#### EXCERPT TO READ
I have a problem, I get the following error RuntimeError: CUDA out of memory.
.
I have already visited the following solutions: RuntimeError: CUDA out of memory. How setting max_split_size_mb?, Pytorch RuntimeError: CUDA out of memory with a huge amount of free memory, How to solve RuntimeError: CUDA out of memory?. However, this does not help. How can I solve this error?
I also tried
!export 'PYTORCH_CUDA_ALLOC_CONF=max_split_size_mb:4000'
Is there an option to somehow split this implementation?
with autocast(config.DEVICE):
for i, t in tqdm(enumerate(scheduler.timesteps)):
latent_model_input = torch.cat([latents] * 2)
sigma = scheduler.sigmas[i]
latent_model_input = latent_model_input / ((sigma**2 + 1) ** 0.5)

#### CHALLENGE
From the CUDA out-of-memory post above, quote the section that starts with the words containing "I have a problem, I" and finishes with "((sigma**2 + 1) ** 0.5)".

#### DATA ROWS
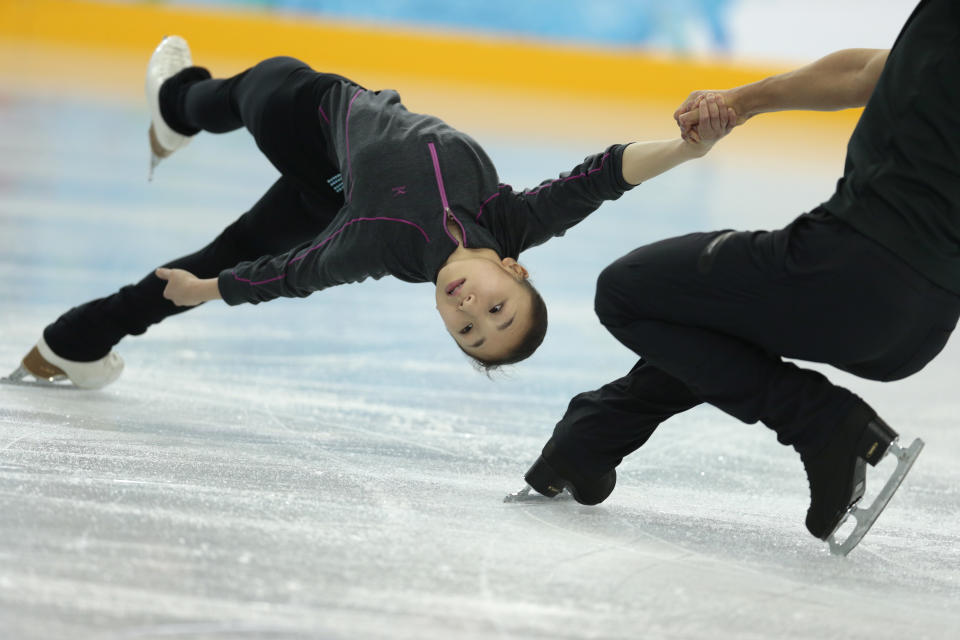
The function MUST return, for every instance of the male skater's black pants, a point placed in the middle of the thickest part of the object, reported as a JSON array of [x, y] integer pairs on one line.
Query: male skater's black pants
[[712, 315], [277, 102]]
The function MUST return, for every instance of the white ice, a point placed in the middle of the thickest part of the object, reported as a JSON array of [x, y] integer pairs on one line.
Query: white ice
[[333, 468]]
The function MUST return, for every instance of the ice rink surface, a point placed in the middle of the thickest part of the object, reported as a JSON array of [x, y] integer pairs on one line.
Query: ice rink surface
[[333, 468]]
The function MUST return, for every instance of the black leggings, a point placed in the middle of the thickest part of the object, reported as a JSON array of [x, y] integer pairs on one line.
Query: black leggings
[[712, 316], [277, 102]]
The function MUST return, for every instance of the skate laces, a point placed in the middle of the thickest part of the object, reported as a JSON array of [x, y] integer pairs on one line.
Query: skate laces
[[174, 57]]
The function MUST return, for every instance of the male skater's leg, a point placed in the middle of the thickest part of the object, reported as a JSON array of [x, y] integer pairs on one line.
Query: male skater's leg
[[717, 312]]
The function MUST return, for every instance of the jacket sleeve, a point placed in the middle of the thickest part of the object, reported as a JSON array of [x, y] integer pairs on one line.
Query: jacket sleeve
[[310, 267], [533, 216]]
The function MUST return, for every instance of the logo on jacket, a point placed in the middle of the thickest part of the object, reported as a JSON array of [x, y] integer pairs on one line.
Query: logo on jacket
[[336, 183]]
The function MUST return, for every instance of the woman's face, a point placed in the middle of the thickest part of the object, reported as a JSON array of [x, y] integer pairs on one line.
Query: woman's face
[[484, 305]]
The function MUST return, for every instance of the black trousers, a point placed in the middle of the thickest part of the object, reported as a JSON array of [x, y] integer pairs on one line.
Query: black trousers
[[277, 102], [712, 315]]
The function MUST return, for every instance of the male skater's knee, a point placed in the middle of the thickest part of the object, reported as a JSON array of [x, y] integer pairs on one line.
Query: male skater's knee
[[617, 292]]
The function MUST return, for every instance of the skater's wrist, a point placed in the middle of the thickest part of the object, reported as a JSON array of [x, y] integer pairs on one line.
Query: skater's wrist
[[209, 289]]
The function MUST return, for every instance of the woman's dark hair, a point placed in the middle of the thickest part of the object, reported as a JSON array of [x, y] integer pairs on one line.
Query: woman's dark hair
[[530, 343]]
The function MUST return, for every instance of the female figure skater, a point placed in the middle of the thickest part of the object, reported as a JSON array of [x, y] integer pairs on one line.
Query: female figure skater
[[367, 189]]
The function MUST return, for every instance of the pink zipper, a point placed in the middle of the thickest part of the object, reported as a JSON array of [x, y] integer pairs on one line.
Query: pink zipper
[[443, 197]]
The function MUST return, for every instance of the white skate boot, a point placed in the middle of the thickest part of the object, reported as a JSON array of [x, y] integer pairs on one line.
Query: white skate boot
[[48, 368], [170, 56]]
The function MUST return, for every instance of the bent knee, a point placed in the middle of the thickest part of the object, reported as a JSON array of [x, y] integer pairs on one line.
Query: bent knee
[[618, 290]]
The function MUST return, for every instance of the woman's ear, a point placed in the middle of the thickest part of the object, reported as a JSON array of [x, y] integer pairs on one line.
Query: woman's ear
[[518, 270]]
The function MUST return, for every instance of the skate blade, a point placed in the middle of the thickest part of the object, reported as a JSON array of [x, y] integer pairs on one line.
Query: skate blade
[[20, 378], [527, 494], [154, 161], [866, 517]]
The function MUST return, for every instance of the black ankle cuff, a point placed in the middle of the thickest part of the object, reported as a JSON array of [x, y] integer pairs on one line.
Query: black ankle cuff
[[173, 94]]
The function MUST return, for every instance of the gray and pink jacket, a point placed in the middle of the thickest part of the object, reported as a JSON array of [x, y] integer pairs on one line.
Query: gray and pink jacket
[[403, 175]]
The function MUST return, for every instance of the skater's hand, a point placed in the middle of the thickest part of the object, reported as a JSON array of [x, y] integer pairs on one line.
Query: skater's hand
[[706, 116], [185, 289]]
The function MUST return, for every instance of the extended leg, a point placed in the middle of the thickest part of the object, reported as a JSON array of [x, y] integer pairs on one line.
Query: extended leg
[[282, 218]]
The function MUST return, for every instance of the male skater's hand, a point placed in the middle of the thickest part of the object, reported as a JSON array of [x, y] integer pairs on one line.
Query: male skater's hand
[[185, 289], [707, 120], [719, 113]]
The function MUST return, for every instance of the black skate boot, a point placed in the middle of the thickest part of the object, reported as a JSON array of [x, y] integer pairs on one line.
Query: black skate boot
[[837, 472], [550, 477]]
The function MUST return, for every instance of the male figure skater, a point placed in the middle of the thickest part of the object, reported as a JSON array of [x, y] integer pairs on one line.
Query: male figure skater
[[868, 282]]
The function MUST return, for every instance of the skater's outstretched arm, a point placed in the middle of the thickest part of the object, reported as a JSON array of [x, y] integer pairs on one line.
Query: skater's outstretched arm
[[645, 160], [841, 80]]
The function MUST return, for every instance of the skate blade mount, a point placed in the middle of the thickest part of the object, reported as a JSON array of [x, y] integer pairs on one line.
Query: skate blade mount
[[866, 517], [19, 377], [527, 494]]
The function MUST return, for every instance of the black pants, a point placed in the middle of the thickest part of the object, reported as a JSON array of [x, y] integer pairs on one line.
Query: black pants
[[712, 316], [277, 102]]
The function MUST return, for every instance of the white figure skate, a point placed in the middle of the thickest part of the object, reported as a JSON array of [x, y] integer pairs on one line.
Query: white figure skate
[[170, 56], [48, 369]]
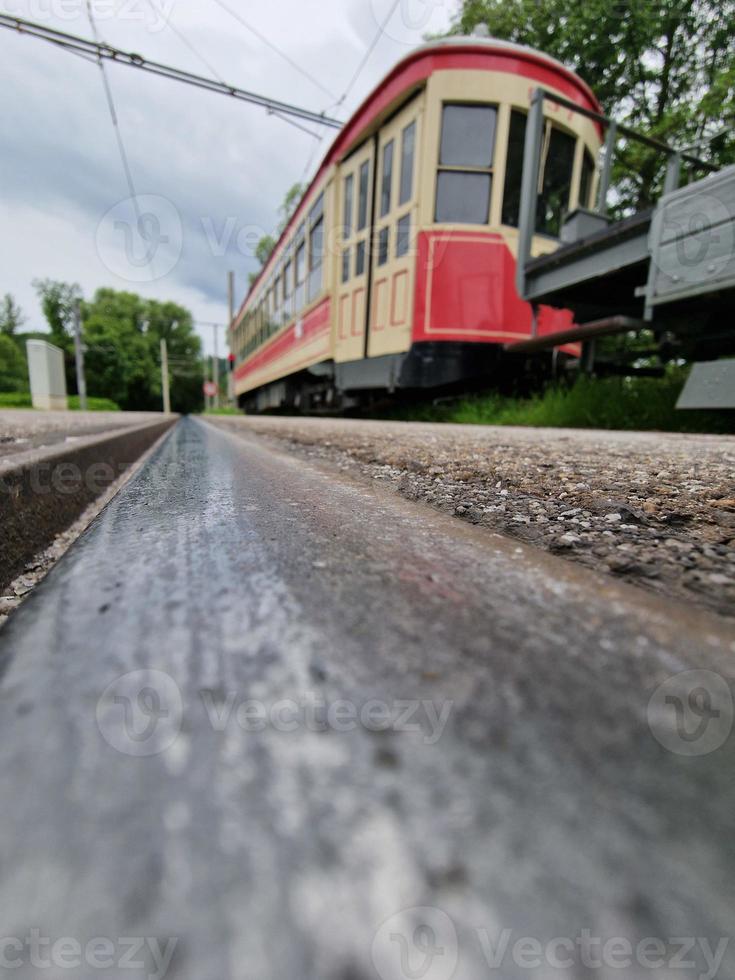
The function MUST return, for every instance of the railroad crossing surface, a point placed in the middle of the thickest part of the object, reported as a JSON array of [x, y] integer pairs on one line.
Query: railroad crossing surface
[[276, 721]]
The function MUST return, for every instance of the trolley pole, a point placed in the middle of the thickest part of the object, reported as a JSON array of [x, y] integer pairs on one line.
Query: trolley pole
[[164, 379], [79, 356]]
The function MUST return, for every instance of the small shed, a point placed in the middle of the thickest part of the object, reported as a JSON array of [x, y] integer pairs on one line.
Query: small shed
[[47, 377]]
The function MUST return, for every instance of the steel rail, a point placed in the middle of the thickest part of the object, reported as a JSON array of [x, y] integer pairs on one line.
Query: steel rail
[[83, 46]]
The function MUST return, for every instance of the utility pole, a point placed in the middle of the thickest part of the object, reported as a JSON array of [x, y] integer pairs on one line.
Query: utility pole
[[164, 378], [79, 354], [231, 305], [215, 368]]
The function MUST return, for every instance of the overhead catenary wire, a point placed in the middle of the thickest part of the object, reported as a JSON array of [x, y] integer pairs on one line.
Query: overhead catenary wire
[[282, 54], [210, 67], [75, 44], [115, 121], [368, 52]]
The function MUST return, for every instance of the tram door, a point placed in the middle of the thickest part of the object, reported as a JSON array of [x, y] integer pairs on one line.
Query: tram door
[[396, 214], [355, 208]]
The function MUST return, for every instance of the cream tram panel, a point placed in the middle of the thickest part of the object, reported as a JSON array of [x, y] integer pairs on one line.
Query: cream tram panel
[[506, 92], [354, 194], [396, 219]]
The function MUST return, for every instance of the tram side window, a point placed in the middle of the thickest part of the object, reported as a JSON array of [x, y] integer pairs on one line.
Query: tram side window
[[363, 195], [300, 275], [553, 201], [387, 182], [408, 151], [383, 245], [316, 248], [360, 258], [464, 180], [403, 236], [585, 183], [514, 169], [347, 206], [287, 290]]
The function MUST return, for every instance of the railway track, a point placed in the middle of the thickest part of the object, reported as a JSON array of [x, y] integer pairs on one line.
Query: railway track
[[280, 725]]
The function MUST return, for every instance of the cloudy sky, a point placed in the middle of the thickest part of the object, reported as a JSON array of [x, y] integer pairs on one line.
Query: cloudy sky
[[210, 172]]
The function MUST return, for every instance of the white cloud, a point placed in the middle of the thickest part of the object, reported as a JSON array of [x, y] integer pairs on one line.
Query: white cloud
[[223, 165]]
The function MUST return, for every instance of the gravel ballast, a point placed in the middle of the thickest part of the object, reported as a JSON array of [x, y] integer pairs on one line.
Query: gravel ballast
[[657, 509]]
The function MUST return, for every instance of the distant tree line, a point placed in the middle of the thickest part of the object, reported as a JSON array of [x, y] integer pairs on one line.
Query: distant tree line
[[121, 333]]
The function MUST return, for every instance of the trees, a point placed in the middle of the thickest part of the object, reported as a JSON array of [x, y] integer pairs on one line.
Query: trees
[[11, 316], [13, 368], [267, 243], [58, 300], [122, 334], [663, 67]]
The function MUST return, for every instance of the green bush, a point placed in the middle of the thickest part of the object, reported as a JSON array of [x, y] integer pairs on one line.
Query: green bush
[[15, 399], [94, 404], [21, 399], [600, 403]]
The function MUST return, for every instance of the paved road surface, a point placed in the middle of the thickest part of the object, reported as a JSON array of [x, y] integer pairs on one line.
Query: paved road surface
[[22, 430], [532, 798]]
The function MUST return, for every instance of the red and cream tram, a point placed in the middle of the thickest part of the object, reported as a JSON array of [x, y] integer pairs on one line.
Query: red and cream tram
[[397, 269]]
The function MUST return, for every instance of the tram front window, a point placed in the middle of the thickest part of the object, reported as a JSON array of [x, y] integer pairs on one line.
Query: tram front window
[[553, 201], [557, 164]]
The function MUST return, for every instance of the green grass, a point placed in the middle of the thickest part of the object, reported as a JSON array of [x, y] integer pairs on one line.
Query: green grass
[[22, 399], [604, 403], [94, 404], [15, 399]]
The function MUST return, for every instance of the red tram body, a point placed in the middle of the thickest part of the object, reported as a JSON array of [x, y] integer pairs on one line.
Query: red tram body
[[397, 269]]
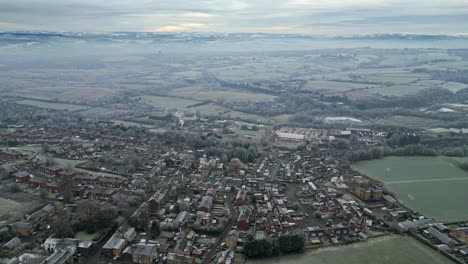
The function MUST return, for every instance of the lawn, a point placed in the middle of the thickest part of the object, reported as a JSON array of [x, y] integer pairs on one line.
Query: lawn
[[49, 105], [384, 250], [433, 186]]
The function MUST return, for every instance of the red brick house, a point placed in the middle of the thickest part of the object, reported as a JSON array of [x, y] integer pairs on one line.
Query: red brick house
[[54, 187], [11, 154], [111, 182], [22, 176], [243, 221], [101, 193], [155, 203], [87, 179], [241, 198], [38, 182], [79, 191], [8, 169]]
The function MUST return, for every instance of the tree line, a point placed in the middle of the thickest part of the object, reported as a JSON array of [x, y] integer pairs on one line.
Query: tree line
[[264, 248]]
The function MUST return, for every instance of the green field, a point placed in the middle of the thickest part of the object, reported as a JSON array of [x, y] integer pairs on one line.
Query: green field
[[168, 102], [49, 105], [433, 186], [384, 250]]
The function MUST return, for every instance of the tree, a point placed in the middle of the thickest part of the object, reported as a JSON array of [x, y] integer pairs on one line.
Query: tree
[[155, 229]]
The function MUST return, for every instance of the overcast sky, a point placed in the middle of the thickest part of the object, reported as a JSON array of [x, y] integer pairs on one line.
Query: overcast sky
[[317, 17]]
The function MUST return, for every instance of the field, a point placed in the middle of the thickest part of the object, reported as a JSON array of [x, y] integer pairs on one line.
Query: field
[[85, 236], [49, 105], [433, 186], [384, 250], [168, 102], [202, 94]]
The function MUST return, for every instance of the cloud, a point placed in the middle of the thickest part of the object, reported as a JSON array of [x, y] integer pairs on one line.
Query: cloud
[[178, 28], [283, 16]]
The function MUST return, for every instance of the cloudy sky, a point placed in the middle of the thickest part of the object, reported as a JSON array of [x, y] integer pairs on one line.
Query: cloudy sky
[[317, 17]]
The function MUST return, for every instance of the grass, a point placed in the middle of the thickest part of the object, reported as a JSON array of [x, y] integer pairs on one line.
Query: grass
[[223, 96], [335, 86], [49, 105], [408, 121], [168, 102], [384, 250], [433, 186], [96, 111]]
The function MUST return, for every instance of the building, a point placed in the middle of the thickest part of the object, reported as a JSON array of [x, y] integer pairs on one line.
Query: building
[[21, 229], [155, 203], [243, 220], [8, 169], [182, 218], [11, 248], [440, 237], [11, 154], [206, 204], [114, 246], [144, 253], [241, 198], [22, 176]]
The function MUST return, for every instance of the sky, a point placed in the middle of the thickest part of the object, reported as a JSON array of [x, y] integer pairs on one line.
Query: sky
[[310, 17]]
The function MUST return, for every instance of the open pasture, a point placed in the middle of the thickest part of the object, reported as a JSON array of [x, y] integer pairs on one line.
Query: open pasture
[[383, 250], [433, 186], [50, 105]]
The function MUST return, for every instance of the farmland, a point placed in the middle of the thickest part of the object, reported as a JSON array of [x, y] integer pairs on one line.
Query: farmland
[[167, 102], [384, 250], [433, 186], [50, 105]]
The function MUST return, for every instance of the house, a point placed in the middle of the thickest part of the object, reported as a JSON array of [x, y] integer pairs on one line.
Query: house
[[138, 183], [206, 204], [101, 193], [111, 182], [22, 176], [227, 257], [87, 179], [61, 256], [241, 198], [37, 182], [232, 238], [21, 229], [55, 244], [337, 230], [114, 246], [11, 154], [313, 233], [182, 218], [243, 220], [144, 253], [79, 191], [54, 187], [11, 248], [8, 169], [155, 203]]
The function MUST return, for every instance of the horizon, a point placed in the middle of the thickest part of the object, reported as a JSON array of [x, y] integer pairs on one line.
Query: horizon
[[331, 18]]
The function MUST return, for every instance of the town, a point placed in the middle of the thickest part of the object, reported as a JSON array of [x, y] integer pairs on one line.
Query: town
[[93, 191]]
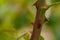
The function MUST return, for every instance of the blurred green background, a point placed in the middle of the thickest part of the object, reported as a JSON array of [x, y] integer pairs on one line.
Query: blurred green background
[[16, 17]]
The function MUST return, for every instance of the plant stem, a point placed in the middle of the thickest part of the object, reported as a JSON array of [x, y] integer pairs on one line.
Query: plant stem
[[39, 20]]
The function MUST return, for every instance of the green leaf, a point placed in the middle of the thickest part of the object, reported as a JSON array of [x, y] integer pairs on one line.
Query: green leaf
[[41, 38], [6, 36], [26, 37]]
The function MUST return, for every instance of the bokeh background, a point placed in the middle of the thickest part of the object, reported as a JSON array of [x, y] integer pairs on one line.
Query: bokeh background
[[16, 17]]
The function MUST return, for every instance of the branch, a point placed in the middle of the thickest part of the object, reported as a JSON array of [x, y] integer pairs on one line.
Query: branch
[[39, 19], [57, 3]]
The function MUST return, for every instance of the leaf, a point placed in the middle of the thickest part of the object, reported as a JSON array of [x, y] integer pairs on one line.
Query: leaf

#### OUTPUT FOR THIS TASK
I have a problem, I get the following error RuntimeError: CUDA out of memory.
.
I have already visited the following solutions: RuntimeError: CUDA out of memory. How setting max_split_size_mb?, Pytorch RuntimeError: CUDA out of memory with a huge amount of free memory, How to solve RuntimeError: CUDA out of memory?. However, this does not help. How can I solve this error?
I also tried
!export 'PYTORCH_CUDA_ALLOC_CONF=max_split_size_mb:4000'
Is there an option to somehow split this implementation?
with autocast(config.DEVICE):
for i, t in tqdm(enumerate(scheduler.timesteps)):
latent_model_input = torch.cat([latents] * 2)
sigma = scheduler.sigmas[i]
latent_model_input = latent_model_input / ((sigma**2 + 1) ** 0.5)